## PROBLEM
From the entries below, return every line that includes the word "like".

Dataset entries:

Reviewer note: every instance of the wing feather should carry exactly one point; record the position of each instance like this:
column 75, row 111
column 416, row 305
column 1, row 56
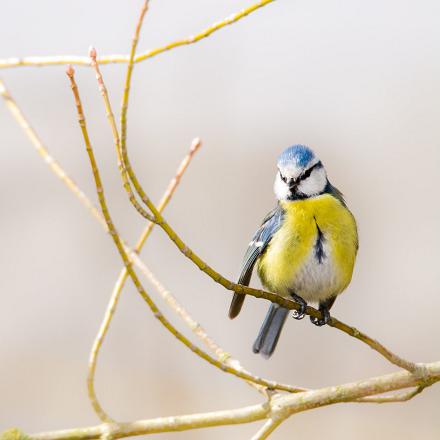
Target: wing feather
column 257, row 246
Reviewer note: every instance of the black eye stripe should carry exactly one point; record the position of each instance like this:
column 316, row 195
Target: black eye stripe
column 303, row 176
column 309, row 171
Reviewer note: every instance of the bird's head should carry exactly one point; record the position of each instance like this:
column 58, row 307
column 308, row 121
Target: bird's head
column 300, row 174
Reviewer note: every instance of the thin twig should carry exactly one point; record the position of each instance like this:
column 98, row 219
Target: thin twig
column 223, row 360
column 45, row 155
column 282, row 406
column 111, row 307
column 394, row 398
column 109, row 59
column 127, row 262
column 72, row 186
column 269, row 426
column 127, row 169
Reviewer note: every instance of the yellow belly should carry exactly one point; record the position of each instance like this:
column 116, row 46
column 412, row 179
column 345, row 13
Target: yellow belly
column 290, row 264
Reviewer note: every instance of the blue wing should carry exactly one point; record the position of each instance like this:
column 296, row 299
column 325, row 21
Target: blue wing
column 257, row 246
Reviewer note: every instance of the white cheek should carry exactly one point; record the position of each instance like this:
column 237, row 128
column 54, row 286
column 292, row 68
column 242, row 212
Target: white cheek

## WRITTEN RESPONSE
Reviewer note: every instance of the wing feather should carry exactly one point; record the position of each instance like this:
Reviewer note: every instance of the black eye stripe should carry exactly one point; record the position of each instance like this:
Reviewer note: every instance of the bird's head should carry exactly one point; record the position of each instance like this:
Reviewer note: every instance of the thin twig should carry exactly one point; record the position of each instance like this:
Reviewer note: every instance of the yellow belly should carry exactly one point; record the position of each instance like this:
Reviewer note: every instance of the blue wing should carry exactly one point; record the position of each instance like this:
Reviewer note: every instance of the white cheek should carry exactly one point; record the position of each instance like this:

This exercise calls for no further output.